» **WHAT THE TASK REQUIRES**: Print only the closing part of the entries. It starts at the line containing "the black power" and includes the final line, exactly as written.
===== GIVEN DATA =====
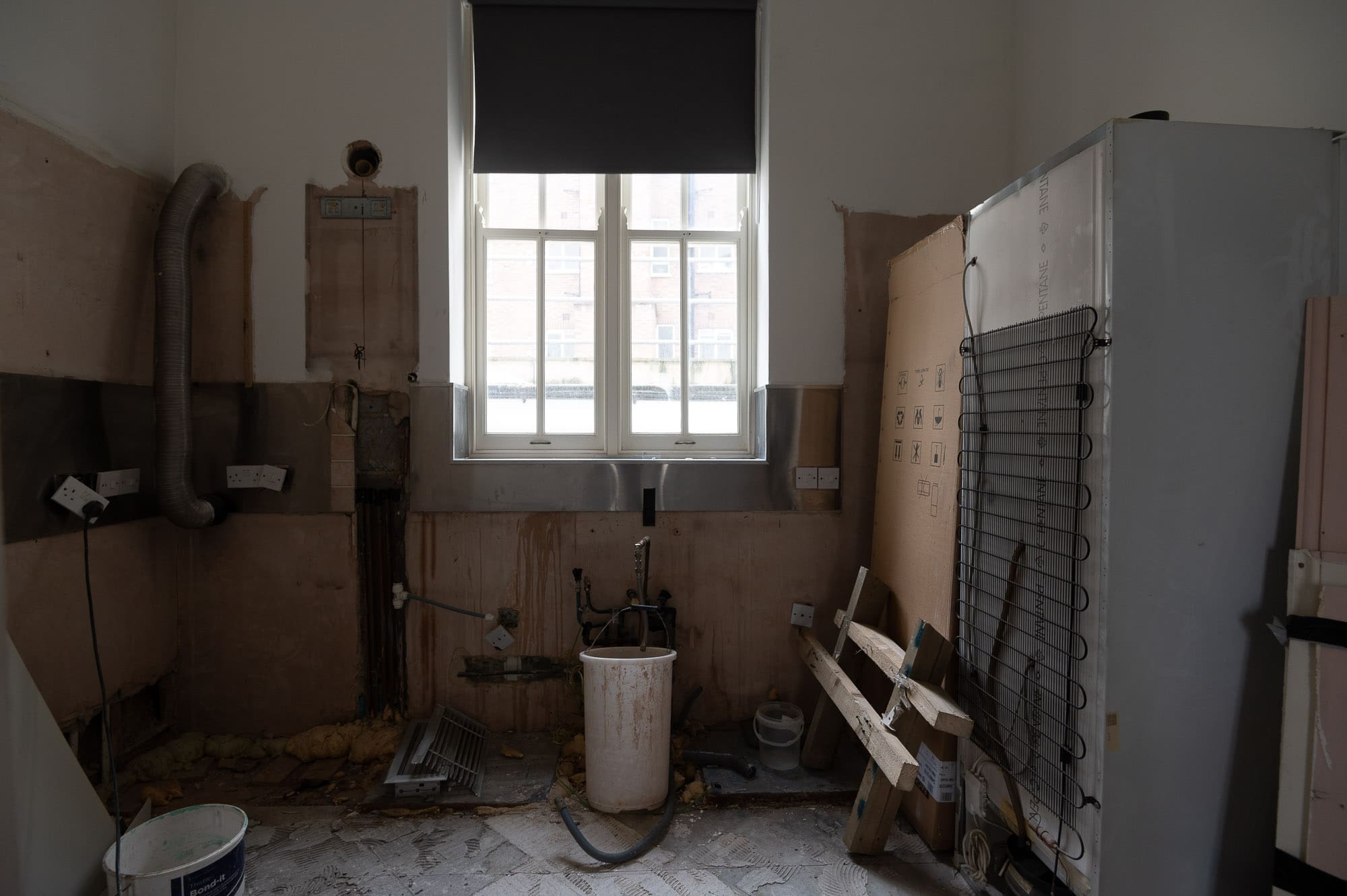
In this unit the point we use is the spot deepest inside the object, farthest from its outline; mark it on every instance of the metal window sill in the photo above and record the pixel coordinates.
(445, 478)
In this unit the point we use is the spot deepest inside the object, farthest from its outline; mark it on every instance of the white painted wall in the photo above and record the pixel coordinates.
(856, 96)
(99, 73)
(1078, 63)
(880, 105)
(909, 106)
(273, 90)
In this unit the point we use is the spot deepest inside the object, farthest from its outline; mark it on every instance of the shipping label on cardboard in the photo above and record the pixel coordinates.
(935, 777)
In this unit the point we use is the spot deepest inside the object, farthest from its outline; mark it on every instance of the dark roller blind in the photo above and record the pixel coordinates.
(615, 88)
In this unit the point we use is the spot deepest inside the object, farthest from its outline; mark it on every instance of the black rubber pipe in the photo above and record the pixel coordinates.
(647, 843)
(642, 847)
(725, 761)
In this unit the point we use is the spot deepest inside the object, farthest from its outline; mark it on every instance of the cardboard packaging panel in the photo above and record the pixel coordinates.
(918, 482)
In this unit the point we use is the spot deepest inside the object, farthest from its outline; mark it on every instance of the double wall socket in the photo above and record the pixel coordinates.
(119, 482)
(818, 478)
(255, 477)
(73, 495)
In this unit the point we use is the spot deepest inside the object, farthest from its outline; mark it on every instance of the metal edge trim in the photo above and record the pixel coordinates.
(1039, 170)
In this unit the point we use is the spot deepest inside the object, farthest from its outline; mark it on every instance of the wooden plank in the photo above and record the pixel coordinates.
(933, 704)
(878, 801)
(894, 759)
(1326, 829)
(868, 599)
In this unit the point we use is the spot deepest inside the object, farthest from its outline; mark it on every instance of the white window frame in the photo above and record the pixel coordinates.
(612, 308)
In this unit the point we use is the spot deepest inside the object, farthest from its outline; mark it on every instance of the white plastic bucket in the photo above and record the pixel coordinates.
(197, 851)
(779, 727)
(627, 727)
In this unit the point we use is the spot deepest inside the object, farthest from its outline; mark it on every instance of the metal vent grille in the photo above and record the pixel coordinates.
(1022, 454)
(447, 747)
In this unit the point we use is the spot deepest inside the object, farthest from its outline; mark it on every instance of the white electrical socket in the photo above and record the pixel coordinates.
(500, 638)
(119, 482)
(73, 495)
(273, 478)
(255, 477)
(243, 477)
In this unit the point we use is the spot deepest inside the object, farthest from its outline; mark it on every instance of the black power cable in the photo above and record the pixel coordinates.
(103, 696)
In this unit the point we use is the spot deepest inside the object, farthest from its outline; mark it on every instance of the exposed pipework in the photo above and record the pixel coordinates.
=====
» **ANSWER TO THE EXERCISE**:
In this unit the point we use is the spot deepest inside the object, farthest from its outline; mark it on every instance of the black power cable in the photo above and record the pixel coordinates.
(103, 696)
In this unit the point we use is the spot deepest inside the object, farthest from its outline; mark it on every instance of the exposed pipework in the photo above and record the pixel coordinates.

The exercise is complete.